» **Il tuo compito**: Conta le righe dei record che seguono in cui compare la parola "frosting" e scrivi soltanto il numero.

» **Dati forniti**:
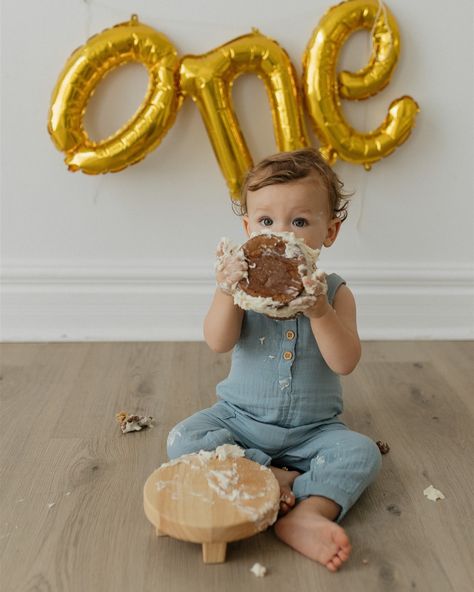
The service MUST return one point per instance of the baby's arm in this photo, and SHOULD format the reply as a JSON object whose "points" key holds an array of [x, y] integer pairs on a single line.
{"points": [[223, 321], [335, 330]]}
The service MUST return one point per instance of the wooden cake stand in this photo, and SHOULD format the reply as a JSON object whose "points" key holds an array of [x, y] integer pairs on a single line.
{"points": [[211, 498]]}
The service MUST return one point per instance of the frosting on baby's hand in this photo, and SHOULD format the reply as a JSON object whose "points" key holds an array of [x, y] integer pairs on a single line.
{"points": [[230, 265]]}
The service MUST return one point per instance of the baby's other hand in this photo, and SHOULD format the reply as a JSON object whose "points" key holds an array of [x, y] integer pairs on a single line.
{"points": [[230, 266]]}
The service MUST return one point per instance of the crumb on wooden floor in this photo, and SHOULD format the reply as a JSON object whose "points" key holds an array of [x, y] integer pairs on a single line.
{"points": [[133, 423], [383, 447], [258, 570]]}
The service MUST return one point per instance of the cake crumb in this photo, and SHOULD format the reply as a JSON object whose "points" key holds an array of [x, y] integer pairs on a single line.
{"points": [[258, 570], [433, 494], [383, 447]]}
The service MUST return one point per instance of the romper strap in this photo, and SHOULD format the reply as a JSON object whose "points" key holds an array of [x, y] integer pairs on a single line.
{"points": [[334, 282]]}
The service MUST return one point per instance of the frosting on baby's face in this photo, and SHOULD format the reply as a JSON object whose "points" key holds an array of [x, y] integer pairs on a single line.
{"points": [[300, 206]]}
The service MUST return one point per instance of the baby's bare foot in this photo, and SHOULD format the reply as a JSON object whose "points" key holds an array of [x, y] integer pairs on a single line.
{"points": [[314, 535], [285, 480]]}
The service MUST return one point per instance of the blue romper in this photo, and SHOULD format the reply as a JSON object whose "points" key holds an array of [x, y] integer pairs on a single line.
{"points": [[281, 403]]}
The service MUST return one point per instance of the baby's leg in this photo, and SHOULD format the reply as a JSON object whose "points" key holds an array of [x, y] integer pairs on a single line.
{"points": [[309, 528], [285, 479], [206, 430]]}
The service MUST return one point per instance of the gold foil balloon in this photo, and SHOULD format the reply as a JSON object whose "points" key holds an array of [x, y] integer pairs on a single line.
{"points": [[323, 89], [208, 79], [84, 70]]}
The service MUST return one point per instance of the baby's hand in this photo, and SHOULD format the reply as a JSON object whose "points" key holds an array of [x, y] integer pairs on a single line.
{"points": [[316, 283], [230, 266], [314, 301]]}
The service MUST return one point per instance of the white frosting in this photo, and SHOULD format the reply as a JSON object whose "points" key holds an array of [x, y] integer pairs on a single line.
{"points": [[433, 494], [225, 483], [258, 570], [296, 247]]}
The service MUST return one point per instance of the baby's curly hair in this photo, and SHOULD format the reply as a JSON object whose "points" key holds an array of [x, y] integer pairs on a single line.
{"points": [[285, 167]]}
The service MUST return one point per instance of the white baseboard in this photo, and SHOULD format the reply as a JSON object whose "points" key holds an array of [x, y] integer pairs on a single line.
* * *
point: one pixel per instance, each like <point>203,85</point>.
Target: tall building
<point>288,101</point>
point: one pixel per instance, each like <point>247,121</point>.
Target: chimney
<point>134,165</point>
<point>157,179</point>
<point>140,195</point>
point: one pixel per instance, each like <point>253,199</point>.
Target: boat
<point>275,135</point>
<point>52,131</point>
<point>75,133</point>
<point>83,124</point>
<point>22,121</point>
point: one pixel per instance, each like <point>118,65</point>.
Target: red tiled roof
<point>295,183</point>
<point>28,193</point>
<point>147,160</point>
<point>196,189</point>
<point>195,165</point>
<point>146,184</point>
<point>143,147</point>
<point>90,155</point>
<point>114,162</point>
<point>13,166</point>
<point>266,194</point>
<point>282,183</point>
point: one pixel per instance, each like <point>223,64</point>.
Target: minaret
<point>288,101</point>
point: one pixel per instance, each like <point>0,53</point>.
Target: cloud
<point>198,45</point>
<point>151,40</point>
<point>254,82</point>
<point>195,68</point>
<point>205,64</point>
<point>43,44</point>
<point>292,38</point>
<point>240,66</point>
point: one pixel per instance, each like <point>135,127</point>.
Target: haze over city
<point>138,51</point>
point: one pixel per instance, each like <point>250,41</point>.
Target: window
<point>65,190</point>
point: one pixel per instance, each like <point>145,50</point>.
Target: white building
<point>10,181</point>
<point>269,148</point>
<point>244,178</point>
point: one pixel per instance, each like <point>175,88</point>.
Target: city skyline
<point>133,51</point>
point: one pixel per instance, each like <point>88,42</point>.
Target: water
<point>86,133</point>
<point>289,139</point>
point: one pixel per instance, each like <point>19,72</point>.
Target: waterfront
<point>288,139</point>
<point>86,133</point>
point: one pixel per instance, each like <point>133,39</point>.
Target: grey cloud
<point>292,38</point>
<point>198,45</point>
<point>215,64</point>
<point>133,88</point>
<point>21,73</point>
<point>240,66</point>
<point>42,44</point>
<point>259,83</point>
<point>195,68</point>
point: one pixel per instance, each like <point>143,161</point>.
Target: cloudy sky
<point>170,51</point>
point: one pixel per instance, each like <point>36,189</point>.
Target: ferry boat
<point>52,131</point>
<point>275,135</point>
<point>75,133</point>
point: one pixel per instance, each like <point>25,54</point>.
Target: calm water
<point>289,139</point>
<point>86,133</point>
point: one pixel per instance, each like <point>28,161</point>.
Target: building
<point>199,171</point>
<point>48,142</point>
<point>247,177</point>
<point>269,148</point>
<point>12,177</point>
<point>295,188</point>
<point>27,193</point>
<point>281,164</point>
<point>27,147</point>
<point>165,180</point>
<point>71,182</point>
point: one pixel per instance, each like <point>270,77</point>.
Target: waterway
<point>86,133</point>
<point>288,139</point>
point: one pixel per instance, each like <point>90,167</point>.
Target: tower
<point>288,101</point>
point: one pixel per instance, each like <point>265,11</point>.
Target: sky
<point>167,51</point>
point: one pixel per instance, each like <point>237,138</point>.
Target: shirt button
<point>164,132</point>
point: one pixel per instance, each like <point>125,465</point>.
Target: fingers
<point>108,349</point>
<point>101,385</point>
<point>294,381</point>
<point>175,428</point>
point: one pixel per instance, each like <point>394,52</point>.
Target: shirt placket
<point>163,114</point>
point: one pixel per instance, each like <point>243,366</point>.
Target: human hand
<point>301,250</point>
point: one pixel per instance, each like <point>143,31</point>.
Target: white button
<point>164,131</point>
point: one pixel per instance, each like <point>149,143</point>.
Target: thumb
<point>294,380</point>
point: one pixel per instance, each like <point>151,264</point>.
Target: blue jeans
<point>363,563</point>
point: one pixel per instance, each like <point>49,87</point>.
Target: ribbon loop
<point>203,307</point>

» **Soluzione dell'esercizio**: 3